§ WHAT TO WORK ON
Set down the data below without change, skipping the pictures it holds.

§ RECORDS PROVIDED
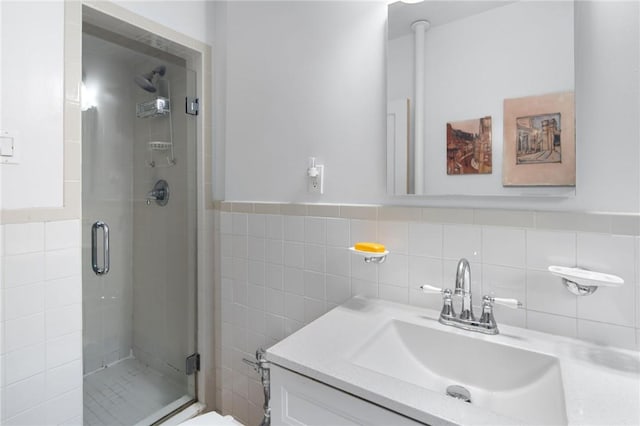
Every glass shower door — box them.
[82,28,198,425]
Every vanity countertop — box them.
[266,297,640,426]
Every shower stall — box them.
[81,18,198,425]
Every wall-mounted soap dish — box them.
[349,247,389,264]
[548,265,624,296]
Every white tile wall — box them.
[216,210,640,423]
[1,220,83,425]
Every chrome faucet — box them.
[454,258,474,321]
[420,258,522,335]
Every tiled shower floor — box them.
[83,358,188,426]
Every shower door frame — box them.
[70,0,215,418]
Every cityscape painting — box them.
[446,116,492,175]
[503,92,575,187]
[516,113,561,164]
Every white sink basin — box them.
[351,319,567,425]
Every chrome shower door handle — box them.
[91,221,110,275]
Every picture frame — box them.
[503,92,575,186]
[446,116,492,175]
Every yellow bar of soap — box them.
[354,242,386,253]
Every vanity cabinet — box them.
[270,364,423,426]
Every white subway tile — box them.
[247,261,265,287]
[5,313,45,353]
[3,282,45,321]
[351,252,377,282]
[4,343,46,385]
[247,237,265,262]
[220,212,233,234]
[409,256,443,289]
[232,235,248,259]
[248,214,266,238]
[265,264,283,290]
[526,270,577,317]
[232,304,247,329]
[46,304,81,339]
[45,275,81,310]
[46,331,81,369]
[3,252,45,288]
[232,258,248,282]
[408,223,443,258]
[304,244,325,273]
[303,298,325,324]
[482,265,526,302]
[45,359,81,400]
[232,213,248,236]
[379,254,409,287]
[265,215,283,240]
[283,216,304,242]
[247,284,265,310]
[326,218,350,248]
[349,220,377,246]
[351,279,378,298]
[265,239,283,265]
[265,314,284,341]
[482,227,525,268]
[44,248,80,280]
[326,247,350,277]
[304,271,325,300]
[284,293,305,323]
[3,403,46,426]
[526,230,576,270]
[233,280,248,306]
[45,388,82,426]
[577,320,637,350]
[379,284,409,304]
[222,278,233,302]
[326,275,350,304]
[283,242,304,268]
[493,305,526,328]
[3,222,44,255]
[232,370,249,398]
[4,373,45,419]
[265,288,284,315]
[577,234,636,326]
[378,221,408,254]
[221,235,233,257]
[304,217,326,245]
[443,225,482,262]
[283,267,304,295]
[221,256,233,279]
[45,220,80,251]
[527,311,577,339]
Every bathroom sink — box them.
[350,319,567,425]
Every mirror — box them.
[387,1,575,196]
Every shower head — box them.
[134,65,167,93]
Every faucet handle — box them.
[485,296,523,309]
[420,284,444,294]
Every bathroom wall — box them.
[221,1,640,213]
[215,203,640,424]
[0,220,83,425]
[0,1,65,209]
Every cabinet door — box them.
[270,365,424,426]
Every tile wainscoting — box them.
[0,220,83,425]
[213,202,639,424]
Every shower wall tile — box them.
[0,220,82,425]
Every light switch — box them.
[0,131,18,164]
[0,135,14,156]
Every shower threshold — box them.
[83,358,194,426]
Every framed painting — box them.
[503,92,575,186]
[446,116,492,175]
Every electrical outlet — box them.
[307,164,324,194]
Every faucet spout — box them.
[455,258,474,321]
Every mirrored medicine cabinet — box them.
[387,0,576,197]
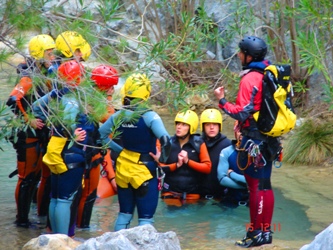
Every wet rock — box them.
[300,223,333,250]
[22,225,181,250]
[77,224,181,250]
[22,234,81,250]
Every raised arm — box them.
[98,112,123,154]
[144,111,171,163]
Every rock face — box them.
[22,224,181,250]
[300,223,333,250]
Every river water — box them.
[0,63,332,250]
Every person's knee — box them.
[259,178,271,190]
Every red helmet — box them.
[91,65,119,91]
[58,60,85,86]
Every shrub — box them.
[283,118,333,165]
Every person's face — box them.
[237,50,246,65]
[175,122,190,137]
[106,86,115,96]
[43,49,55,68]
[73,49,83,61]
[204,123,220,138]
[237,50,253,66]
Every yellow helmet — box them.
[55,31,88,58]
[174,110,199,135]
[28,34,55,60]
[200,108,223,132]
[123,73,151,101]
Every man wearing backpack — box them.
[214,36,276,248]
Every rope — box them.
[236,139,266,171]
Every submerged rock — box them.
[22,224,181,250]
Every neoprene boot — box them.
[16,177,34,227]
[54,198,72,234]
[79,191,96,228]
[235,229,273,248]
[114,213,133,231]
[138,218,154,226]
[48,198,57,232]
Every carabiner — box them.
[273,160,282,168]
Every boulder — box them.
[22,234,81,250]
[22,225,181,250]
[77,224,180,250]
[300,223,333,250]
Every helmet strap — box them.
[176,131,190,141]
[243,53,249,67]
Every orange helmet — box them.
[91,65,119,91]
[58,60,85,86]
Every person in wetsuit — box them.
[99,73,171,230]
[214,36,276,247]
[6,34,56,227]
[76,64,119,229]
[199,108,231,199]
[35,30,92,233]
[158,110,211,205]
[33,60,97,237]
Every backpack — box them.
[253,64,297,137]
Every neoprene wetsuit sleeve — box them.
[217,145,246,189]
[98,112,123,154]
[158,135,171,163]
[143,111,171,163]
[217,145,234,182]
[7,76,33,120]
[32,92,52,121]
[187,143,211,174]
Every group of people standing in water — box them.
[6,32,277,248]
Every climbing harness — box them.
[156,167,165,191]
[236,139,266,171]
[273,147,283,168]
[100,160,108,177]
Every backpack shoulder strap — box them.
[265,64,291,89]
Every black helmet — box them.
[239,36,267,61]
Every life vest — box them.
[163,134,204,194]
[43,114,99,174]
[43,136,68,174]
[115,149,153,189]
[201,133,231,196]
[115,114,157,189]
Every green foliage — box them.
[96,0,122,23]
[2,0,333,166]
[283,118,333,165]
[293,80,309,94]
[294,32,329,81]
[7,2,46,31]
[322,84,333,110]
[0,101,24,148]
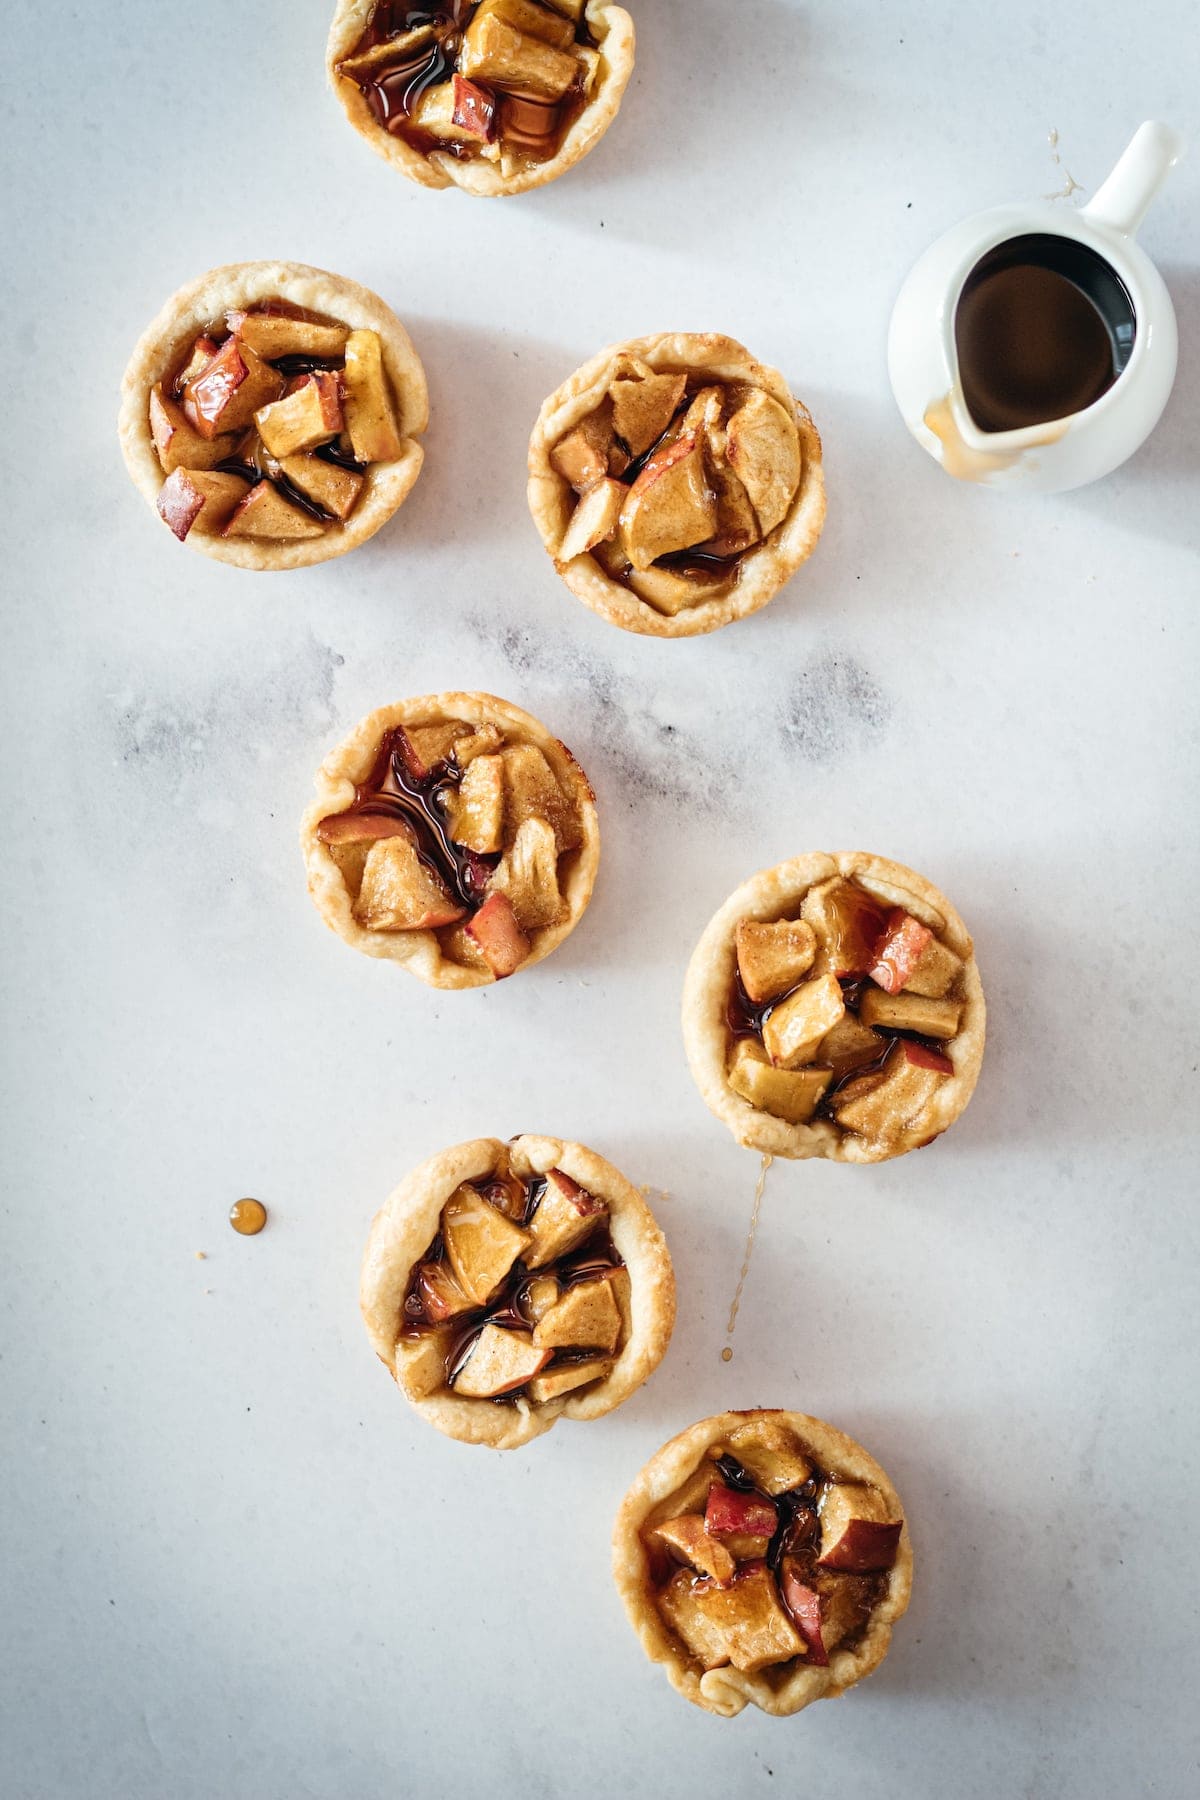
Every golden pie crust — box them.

§ TASK SOLUTION
Every glass shower door — box them.
[82,28,198,425]
Every vanity countertop — box them.
[266,297,640,426]
Every shower stall — box them.
[81,18,198,425]
Every wall-mounted soap dish — box them.
[349,247,389,264]
[548,265,624,296]
Every white tile wall — box them.
[216,210,640,423]
[1,220,83,425]
Every chrome faucet — box them.
[454,258,474,321]
[420,258,522,335]
Every tiled shower floor — box them.
[83,358,188,426]
Every shower door frame — box them.
[70,0,215,418]
Every cityscape painting — box them.
[446,116,492,175]
[503,92,575,187]
[516,113,561,164]
Every white sink basin — box them.
[351,319,567,425]
Every chrome shower door handle — box them.
[91,221,110,275]
Every picture frame — box them.
[503,92,575,186]
[446,116,492,175]
Every yellow bar of soap — box them.
[354,242,386,253]
Every vanity cabinet — box them.
[270,364,423,426]
Every white subway tile — box them.
[247,261,265,287]
[5,313,45,353]
[3,282,45,321]
[351,252,377,282]
[4,343,46,385]
[247,237,265,262]
[220,212,233,234]
[409,256,443,289]
[232,235,248,259]
[248,214,266,238]
[265,264,283,290]
[526,270,577,317]
[232,304,247,329]
[46,304,81,339]
[45,275,81,310]
[46,331,81,369]
[3,252,45,288]
[232,258,248,282]
[408,223,443,258]
[304,244,325,273]
[303,298,325,324]
[482,265,526,302]
[45,359,81,400]
[232,213,248,236]
[379,254,409,287]
[265,215,283,240]
[283,216,304,242]
[247,284,265,310]
[326,218,350,248]
[349,220,377,246]
[351,279,378,298]
[265,239,283,265]
[265,314,284,341]
[482,227,525,268]
[44,248,80,280]
[326,247,350,277]
[304,271,325,300]
[284,293,305,323]
[3,403,46,426]
[526,230,576,270]
[233,280,248,306]
[45,388,82,426]
[577,320,637,350]
[379,284,409,304]
[222,278,233,302]
[326,275,350,304]
[283,242,304,268]
[493,305,526,328]
[3,222,44,255]
[232,370,249,398]
[4,373,45,419]
[265,288,284,315]
[577,234,636,326]
[378,221,408,254]
[221,235,233,257]
[304,217,326,245]
[443,225,482,262]
[283,267,304,295]
[221,256,233,279]
[45,220,80,251]
[527,311,577,339]
Every bathroom sink — box them.
[350,319,567,425]
Every mirror — box them.
[387,1,575,196]
Every shower head — box them.
[134,65,167,93]
Every faucet handle — box them.
[485,296,523,309]
[420,284,444,294]
Every bathroom wall — box them.
[221,1,640,213]
[215,203,640,424]
[0,220,83,425]
[0,1,65,209]
Every cabinet door — box them.
[270,365,424,426]
Every tile wainscoting — box them.
[0,220,83,425]
[213,202,639,424]
Every shower wall tile — box them.
[0,220,82,425]
Every light switch — box them.
[0,131,18,164]
[0,135,14,156]
Every shower threshold — box them.
[83,358,194,426]
Every framed painting — box them.
[503,92,575,186]
[446,116,492,175]
Every electrical outlet — box them.
[307,164,324,194]
Every faucet spout — box them.
[455,258,474,321]
Every mirrored medicine cabinet — box them.
[387,0,576,197]
Every wet rock — box them.
[300,223,333,250]
[22,225,181,250]
[77,224,181,250]
[22,234,81,250]
Every raised arm — box them.
[98,112,123,154]
[144,111,171,163]
Every rock face — box them.
[22,224,181,250]
[300,223,333,250]
Every river water — box them.
[0,63,332,250]
Every person's knee — box them.
[259,178,271,190]
Every red helmet — box them.
[91,65,119,91]
[58,60,85,86]
Every shrub — box them.
[283,118,333,165]
Every person's face — box them.
[237,50,246,65]
[175,122,190,137]
[106,86,115,96]
[43,49,55,68]
[73,49,83,61]
[204,123,220,138]
[237,50,253,66]
Every yellow helmet — box them.
[55,31,88,58]
[174,110,199,135]
[28,34,55,60]
[200,108,223,132]
[123,73,151,101]
Every man wearing backpack — box them.
[214,36,276,248]
Every rope — box them.
[236,139,266,171]
Every submerged rock — box them.
[22,224,181,250]
Every neoprene boot — box them.
[16,177,34,227]
[54,198,72,234]
[79,191,96,228]
[235,229,273,248]
[114,213,133,231]
[138,218,154,226]
[48,198,57,232]
Every carabiner — box them.
[273,160,282,168]
Every boulder — box them.
[22,234,81,250]
[22,225,181,250]
[77,224,180,250]
[300,223,333,250]
Every helmet strap — box them.
[176,131,190,141]
[243,53,249,67]
Every orange helmet — box them.
[91,65,119,91]
[58,60,85,86]
Every person in wetsuit — box them.
[99,73,171,230]
[214,36,276,247]
[6,34,56,227]
[76,64,119,229]
[199,108,231,199]
[35,30,92,233]
[158,110,211,205]
[33,60,97,237]
Every backpack — box them.
[253,64,297,137]
Every neoprene wetsuit sleeve — box them.
[217,145,246,189]
[98,112,123,154]
[158,135,171,163]
[143,111,171,163]
[217,145,234,182]
[7,76,33,120]
[32,92,52,121]
[187,143,211,174]
Every group of people standing in water — box them.
[6,32,277,248]
Every climbing harness — box them.
[156,167,165,191]
[236,139,266,171]
[273,147,283,168]
[100,160,108,177]
Every backpack shoulder strap — box them.
[265,64,291,89]
Every black helmet — box them.
[239,36,267,61]
Every life vest — box them.
[163,134,204,194]
[43,114,99,174]
[43,136,68,174]
[115,149,153,189]
[201,133,231,196]
[115,114,157,189]
Every green foliage — box them.
[96,0,122,23]
[2,0,333,166]
[283,118,333,165]
[293,80,309,94]
[294,32,329,81]
[7,2,46,31]
[322,84,333,110]
[0,101,24,148]
Every golden pie crust — box them.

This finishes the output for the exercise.